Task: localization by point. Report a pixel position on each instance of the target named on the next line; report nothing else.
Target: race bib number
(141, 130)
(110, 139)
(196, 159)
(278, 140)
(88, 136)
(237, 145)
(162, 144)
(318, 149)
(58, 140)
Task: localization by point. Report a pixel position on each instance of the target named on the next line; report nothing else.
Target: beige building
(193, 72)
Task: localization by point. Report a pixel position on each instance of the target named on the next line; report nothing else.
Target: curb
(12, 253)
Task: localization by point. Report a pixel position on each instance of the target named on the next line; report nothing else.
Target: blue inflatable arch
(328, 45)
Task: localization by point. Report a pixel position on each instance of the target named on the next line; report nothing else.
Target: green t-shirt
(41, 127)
---
— Task instructions —
Retype every line of the listing above exactly as given.

— Result for this task —
Task: localization by point. Report a pixel position on each instance of the target named on the next line; report nothing else.
Target: race bib number
(141, 130)
(110, 139)
(196, 159)
(278, 140)
(88, 136)
(237, 145)
(162, 144)
(318, 149)
(58, 140)
Task: localization by point. Report a pixel position on each instance of the target named on the next line; report nothing else.
Target: beige building
(193, 72)
Task: localization by point. Report a pixel position on each instance of the target named on the next line; report nothing else.
Target: curb
(12, 253)
Task: localization by point. Report a pixel position on each instance of the target named on the next line; report nothing else.
Target: blue inflatable arch
(328, 45)
Task: localization by point. Report a pixel position on each instance of the target named on the next line; report nothing else.
Target: green t-shirt
(41, 127)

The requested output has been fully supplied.